:: Shape boundary entries ::
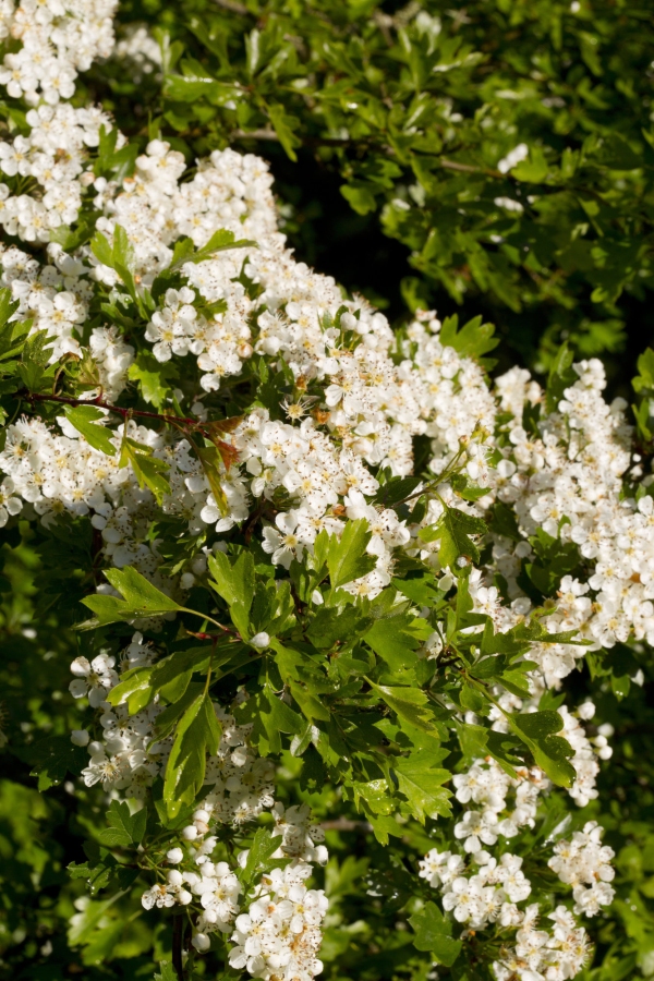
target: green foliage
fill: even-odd
[[[650,12],[621,0],[601,10],[574,10],[559,0],[531,7],[493,0],[465,11],[429,0],[424,15],[396,8],[335,0],[317,8],[276,0],[125,4],[125,21],[158,24],[162,76],[153,73],[138,93],[140,105],[152,109],[149,128],[134,122],[134,83],[112,75],[111,63],[101,77],[94,70],[86,78],[123,129],[138,130],[121,149],[118,131],[102,131],[94,173],[130,175],[146,129],[148,136],[171,140],[189,159],[227,145],[268,154],[277,190],[288,198],[286,231],[301,257],[327,256],[323,268],[338,272],[350,289],[363,286],[349,258],[360,230],[361,252],[382,270],[371,282],[377,292],[388,291],[393,315],[404,313],[400,296],[411,310],[460,304],[463,326],[457,315],[446,318],[441,339],[487,367],[498,338],[485,322],[495,320],[525,361],[548,370],[546,399],[554,409],[570,384],[574,358],[615,354],[626,343],[626,327],[644,322],[654,168]],[[521,143],[526,156],[502,172],[498,161]],[[328,181],[339,185],[332,208],[320,197]],[[328,221],[319,220],[322,208]],[[226,231],[202,250],[182,239],[170,268],[148,291],[136,287],[122,228],[110,242],[93,235],[92,226],[82,216],[74,231],[53,230],[51,240],[66,250],[90,242],[96,258],[117,271],[118,289],[94,316],[128,332],[137,317],[149,319],[166,289],[179,284],[182,264],[253,247]],[[339,233],[349,238],[349,250]],[[393,243],[400,252],[388,253],[389,276],[376,256]],[[252,288],[244,274],[241,281]],[[59,370],[73,395],[95,378],[89,364],[49,365],[46,336],[28,336],[29,320],[11,319],[16,310],[11,292],[0,291],[2,422],[51,392]],[[129,408],[142,398],[169,412],[185,380],[134,343]],[[283,372],[271,377],[255,361],[246,371],[261,404],[279,417],[289,393]],[[651,350],[639,359],[633,387],[649,462]],[[230,399],[226,414],[237,417],[239,392]],[[44,412],[63,413],[93,447],[116,455],[100,408],[65,404]],[[217,441],[197,436],[193,452],[220,507],[218,476],[229,469],[220,437],[229,427],[215,425]],[[157,499],[169,492],[167,464],[144,444],[125,435],[119,459]],[[415,508],[423,506],[420,476],[379,477],[376,504],[401,517],[416,494]],[[451,485],[468,501],[485,493],[463,474],[452,474]],[[483,560],[487,528],[518,537],[513,514],[501,504],[486,521],[465,505],[444,504],[439,522],[421,535],[425,545],[438,543],[440,565],[456,576],[457,597],[416,560],[409,570],[396,569],[373,602],[343,590],[375,566],[366,522],[350,522],[340,538],[322,532],[305,565],[291,566],[291,584],[275,579],[245,532],[234,532],[227,553],[210,555],[209,579],[186,609],[129,567],[107,573],[120,597],[92,592],[99,579],[97,545],[84,517],[36,530],[13,521],[0,550],[9,586],[0,595],[0,678],[10,732],[7,779],[0,783],[7,976],[136,981],[152,977],[154,957],[155,978],[177,981],[166,911],[148,922],[140,916],[145,879],[136,862],[140,847],[159,847],[171,828],[190,820],[203,792],[206,752],[220,738],[211,698],[227,704],[239,690],[247,698],[232,702],[232,711],[252,725],[253,744],[281,761],[284,803],[311,803],[327,829],[332,858],[320,880],[331,903],[324,977],[423,981],[433,962],[445,977],[482,977],[474,955],[468,959],[470,944],[452,938],[452,921],[431,901],[433,894],[416,898],[415,856],[443,833],[456,807],[451,775],[461,761],[491,755],[508,773],[536,762],[558,786],[573,777],[556,703],[526,715],[505,713],[508,734],[491,728],[495,687],[525,694],[531,644],[573,639],[548,634],[540,615],[498,634],[488,617],[471,613],[467,569]],[[160,529],[153,523],[144,534],[161,542]],[[174,566],[187,544],[179,525],[171,523],[167,534],[172,544],[161,548],[170,549],[166,559]],[[530,545],[520,584],[547,607],[581,558],[574,546],[542,530]],[[320,603],[312,600],[315,592]],[[69,629],[80,617],[80,600],[95,615],[82,625],[98,630],[94,640]],[[416,607],[426,616],[417,617]],[[150,630],[150,618],[166,614],[177,616],[174,626]],[[124,671],[108,701],[135,715],[159,700],[165,707],[157,735],[170,738],[172,751],[154,804],[132,813],[126,803],[108,804],[99,787],[68,794],[66,779],[81,772],[87,752],[70,742],[80,715],[62,692],[73,657],[118,654],[135,620],[157,645],[156,664]],[[33,623],[36,639],[28,634]],[[116,632],[106,629],[112,625]],[[423,659],[416,652],[437,626],[443,654]],[[269,635],[263,647],[252,644],[261,633]],[[596,927],[596,953],[582,977],[649,977],[652,667],[640,647],[627,644],[586,663],[574,676],[576,695],[597,701],[598,722],[611,723],[617,738],[614,765],[603,772],[600,798],[583,820],[593,816],[607,827],[618,855],[618,901]],[[632,681],[638,670],[645,673],[643,689]],[[476,723],[462,722],[465,712]],[[567,814],[556,791],[553,800],[534,831],[534,848],[547,828],[554,833],[564,820],[580,820],[578,812]],[[343,822],[335,827],[337,811]],[[250,847],[244,888],[284,861],[272,858],[279,838],[267,827],[244,832],[238,845]],[[51,953],[44,953],[48,944]],[[218,959],[211,961],[216,976],[227,977],[222,970]]]
[[[190,157],[230,144],[269,155],[295,243],[348,286],[366,284],[342,256],[350,232],[396,307],[400,294],[483,307],[541,365],[565,338],[610,356],[640,326],[654,173],[644,8],[185,0],[123,15],[161,25],[156,126]],[[129,126],[130,88],[109,84]]]

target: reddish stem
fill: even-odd
[[[146,412],[144,409],[122,409],[120,405],[109,405],[99,396],[97,399],[73,399],[66,396],[40,395],[29,391],[25,396],[28,402],[61,402],[64,405],[97,405],[99,409],[107,409],[109,412],[117,412],[123,419],[132,415],[138,415],[141,419],[158,419],[161,422],[177,423],[178,425],[202,426],[196,419],[184,419],[181,415],[162,414],[160,412]]]

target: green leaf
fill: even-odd
[[[399,756],[391,765],[398,779],[398,787],[409,801],[411,813],[417,821],[424,824],[425,818],[449,818],[451,794],[443,784],[451,778],[451,773],[434,765],[431,750],[420,750],[410,756]]]
[[[254,598],[254,559],[250,552],[242,552],[235,559],[222,552],[209,556],[209,572],[214,577],[216,592],[228,606],[240,604],[250,611]]]
[[[202,789],[207,752],[215,755],[220,742],[220,723],[209,695],[203,692],[182,715],[164,779],[164,799],[170,818],[191,804]]]
[[[120,447],[119,468],[131,465],[140,487],[148,487],[161,504],[165,494],[170,494],[170,484],[164,474],[170,469],[166,460],[153,456],[152,447],[123,436]]]
[[[89,446],[107,453],[108,457],[116,456],[116,447],[111,443],[111,437],[116,434],[111,429],[96,425],[98,420],[106,419],[105,412],[95,405],[77,405],[74,409],[66,405],[63,411],[70,424],[82,433]]]
[[[499,339],[494,337],[495,326],[484,324],[481,316],[469,320],[460,330],[457,330],[458,326],[457,314],[446,317],[438,339],[444,348],[453,348],[462,358],[482,360],[483,354],[493,351],[499,343]]]
[[[145,808],[131,814],[129,804],[112,800],[107,811],[109,827],[101,828],[98,839],[109,848],[138,845],[145,834],[146,820]]]
[[[426,640],[424,628],[432,633],[425,620],[401,614],[377,620],[363,640],[392,670],[401,671],[415,664],[417,658],[413,652]]]
[[[461,941],[452,940],[452,925],[435,903],[425,903],[422,909],[409,917],[415,931],[413,946],[434,955],[434,959],[451,967],[461,952]]]
[[[166,613],[180,613],[184,607],[167,596],[152,584],[136,569],[107,569],[105,576],[114,590],[122,595],[104,596],[96,594],[85,596],[82,603],[95,613],[97,620],[88,620],[81,625],[83,629],[93,629],[96,626],[117,623],[121,620],[130,620],[140,617],[154,617]]]
[[[271,835],[265,827],[257,829],[240,876],[246,888],[252,884],[255,876],[271,868],[271,857],[280,844],[279,835]]]
[[[302,141],[293,133],[293,129],[299,124],[299,120],[294,116],[288,116],[283,106],[279,102],[268,106],[268,118],[287,157],[295,162],[298,160],[295,147],[302,146]]]
[[[171,383],[177,382],[179,373],[172,362],[161,363],[149,351],[140,351],[130,365],[128,377],[136,382],[146,402],[161,410],[172,397]]]
[[[472,514],[467,514],[458,508],[445,505],[436,526],[423,529],[420,537],[427,542],[440,538],[438,561],[443,568],[447,566],[453,568],[460,556],[479,562],[480,549],[470,536],[483,535],[485,532],[486,524],[481,518],[473,518]]]
[[[578,380],[577,372],[572,368],[574,354],[569,349],[568,341],[565,341],[556,352],[549,368],[549,377],[547,378],[548,412],[558,410],[559,402],[564,398],[564,391]]]
[[[367,679],[366,679],[367,680]],[[428,698],[420,688],[404,688],[401,686],[368,685],[378,693],[389,708],[396,713],[400,722],[405,719],[409,725],[438,737],[440,730],[434,714],[428,705]]]
[[[349,521],[340,538],[329,535],[327,568],[332,589],[372,572],[377,559],[373,555],[366,555],[365,549],[371,538],[372,532],[365,518]]]
[[[577,779],[577,772],[568,760],[574,755],[574,750],[566,739],[555,735],[564,728],[564,720],[558,712],[545,710],[523,715],[506,712],[505,717],[549,779],[559,787],[571,787]]]

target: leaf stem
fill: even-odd
[[[97,405],[99,409],[107,409],[108,412],[116,412],[123,420],[129,416],[138,415],[142,419],[157,419],[160,422],[172,424],[182,424],[186,426],[203,427],[205,423],[196,419],[186,419],[185,416],[172,415],[170,413],[147,412],[145,409],[122,409],[120,405],[110,405],[101,397],[97,399],[74,399],[69,396],[44,395],[43,392],[28,391],[22,396],[28,402],[60,402],[63,405]]]

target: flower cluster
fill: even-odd
[[[509,777],[488,759],[476,760],[467,773],[455,776],[453,784],[457,800],[465,807],[453,827],[463,855],[432,849],[420,862],[420,877],[441,893],[443,907],[464,927],[463,936],[494,928],[501,931],[500,954],[493,965],[498,981],[572,978],[589,953],[585,930],[573,913],[592,917],[614,896],[608,885],[614,851],[602,845],[602,828],[589,822],[570,841],[561,839],[554,846],[547,864],[572,886],[573,913],[559,905],[546,915],[553,925],[538,929],[540,904],[524,906],[533,891],[529,859],[525,863],[522,856],[505,851],[499,839],[516,838],[520,828],[535,826],[538,795],[549,789],[549,782],[538,767]],[[509,792],[514,799],[508,808]],[[511,946],[508,930],[516,931]]]
[[[249,911],[237,918],[231,967],[265,981],[311,981],[323,970],[317,953],[327,911],[323,889],[304,884],[311,867],[293,862],[264,875]]]
[[[4,0],[0,39],[9,43],[9,53],[0,68],[0,85],[13,99],[33,106],[70,99],[77,72],[111,53],[116,8],[116,0]]]
[[[144,667],[155,658],[153,645],[136,632],[122,653],[121,666],[124,670]],[[133,715],[124,704],[112,707],[107,694],[119,683],[120,677],[116,671],[116,658],[106,653],[98,654],[92,662],[76,657],[71,671],[75,676],[70,685],[71,694],[75,699],[88,699],[90,707],[97,711],[101,728],[99,739],[92,739],[87,729],[76,729],[71,736],[76,746],[85,746],[89,753],[88,766],[82,772],[84,783],[87,787],[101,783],[104,790],[113,797],[143,800],[155,777],[162,774],[171,749],[171,739],[158,739],[156,734],[161,706],[155,701]],[[261,973],[259,960],[252,960],[254,954],[264,950],[262,944],[254,952],[252,938],[264,928],[243,927],[245,920],[251,925],[258,923],[265,912],[266,964],[278,967],[291,964],[289,979],[295,977],[293,970],[300,969],[313,977],[319,965],[315,959],[322,938],[317,928],[327,901],[322,893],[307,891],[302,882],[311,875],[310,863],[327,861],[327,849],[322,844],[324,832],[311,823],[308,807],[284,808],[275,801],[275,767],[270,760],[257,756],[250,746],[251,727],[239,726],[233,716],[216,703],[214,710],[220,722],[221,738],[218,752],[208,755],[206,761],[205,785],[210,789],[194,811],[192,821],[179,833],[179,843],[162,857],[168,871],[162,871],[161,881],[143,894],[143,906],[145,909],[198,906],[193,944],[199,953],[208,949],[211,933],[227,934],[232,930],[242,891],[237,874],[227,862],[213,861],[218,843],[213,832],[219,825],[240,828],[264,810],[269,810],[275,819],[274,838],[278,843],[274,858],[287,859],[291,864],[284,870],[282,882],[275,877],[278,872],[281,875],[281,871],[275,870],[270,879],[258,885],[253,896],[256,901],[250,907],[250,919],[240,917],[237,921],[232,940],[239,946],[230,956],[239,960],[245,944],[243,932],[250,932],[247,969],[257,977],[267,977]],[[246,858],[247,852],[241,852],[241,867]],[[277,905],[268,895],[270,891],[280,900]],[[281,903],[282,898],[284,903]],[[277,918],[271,916],[274,908]],[[277,936],[275,943],[272,934]],[[274,955],[282,959],[275,961]]]
[[[572,886],[576,913],[592,917],[611,904],[615,892],[608,883],[615,876],[610,864],[615,852],[602,845],[602,828],[596,821],[574,832],[570,841],[559,841],[554,852],[547,864],[561,882]]]

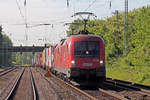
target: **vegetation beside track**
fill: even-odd
[[[107,66],[107,77],[150,86],[150,66],[129,66],[123,58],[118,58]]]
[[[107,77],[150,85],[150,6],[134,9],[128,15],[129,48],[124,41],[124,12],[105,19],[89,20],[87,30],[105,41]],[[76,20],[74,23],[83,23]],[[68,35],[83,25],[70,25]],[[126,36],[125,36],[126,37]],[[125,43],[123,43],[125,42]]]

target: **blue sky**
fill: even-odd
[[[24,0],[17,0],[23,16],[25,16]],[[39,26],[27,30],[28,41],[25,41],[24,20],[20,16],[16,0],[0,1],[0,24],[5,34],[9,35],[14,45],[44,45],[44,43],[57,43],[66,36],[70,17],[74,12],[84,11],[94,0],[27,0],[27,22],[30,25],[49,23],[51,26]],[[129,0],[129,10],[150,4],[150,0]],[[115,10],[124,10],[124,0],[96,0],[87,10],[98,16],[98,19],[112,15]]]

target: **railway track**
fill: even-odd
[[[13,70],[15,70],[15,69],[16,69],[16,67],[11,67],[11,68],[7,68],[7,69],[4,69],[4,70],[0,71],[0,77],[7,74],[7,73],[9,73],[9,72],[11,72],[11,71],[13,71]]]
[[[45,71],[37,69],[37,72],[52,86],[57,100],[97,100],[95,97],[87,94],[86,92],[74,87],[71,84],[52,75],[51,78],[44,76]]]
[[[108,87],[112,93],[118,94],[128,100],[150,100],[150,89],[143,89],[137,87],[134,84],[128,84],[127,82],[120,82],[107,79],[103,87]]]
[[[5,100],[37,100],[35,83],[30,68],[24,68],[18,75]]]
[[[0,74],[0,100],[4,100],[3,98],[12,87],[20,70],[21,68],[14,68],[6,70]]]

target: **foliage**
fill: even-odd
[[[75,22],[82,22],[82,20],[78,19],[75,20],[73,23]],[[71,29],[75,27],[77,26],[75,26],[74,24],[70,25],[70,28],[68,30],[68,36],[71,34]],[[81,29],[83,29],[83,25],[78,26],[78,28],[76,28],[75,30],[75,33]],[[95,35],[99,35],[104,38],[106,63],[108,66],[113,66],[113,69],[115,69],[118,73],[120,73],[120,71],[122,70],[121,72],[127,74],[126,70],[127,72],[130,71],[130,67],[135,69],[134,73],[136,73],[136,71],[138,71],[140,68],[147,69],[147,71],[148,69],[150,69],[150,6],[134,9],[133,11],[129,12],[128,15],[129,51],[126,55],[123,54],[123,51],[125,50],[123,46],[124,43],[123,12],[119,13],[118,19],[116,19],[116,15],[114,14],[112,17],[107,19],[89,20],[87,24],[87,30],[91,33],[94,33]],[[121,66],[126,67],[122,68]],[[111,68],[108,67],[108,70],[111,70]],[[110,71],[108,71],[108,75],[111,76],[112,74],[110,73],[112,72],[110,73],[109,72]],[[119,78],[126,77],[125,74],[124,76],[120,76]],[[137,80],[136,82],[142,83],[146,78],[150,76],[150,74],[144,74],[144,72],[141,72],[140,75],[141,78],[136,79]]]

:: PROBLEM TO SOLVE ::
How many lines in the material above contain the word "green"? Reply with the number alone.

:: RESULT BELOW ::
2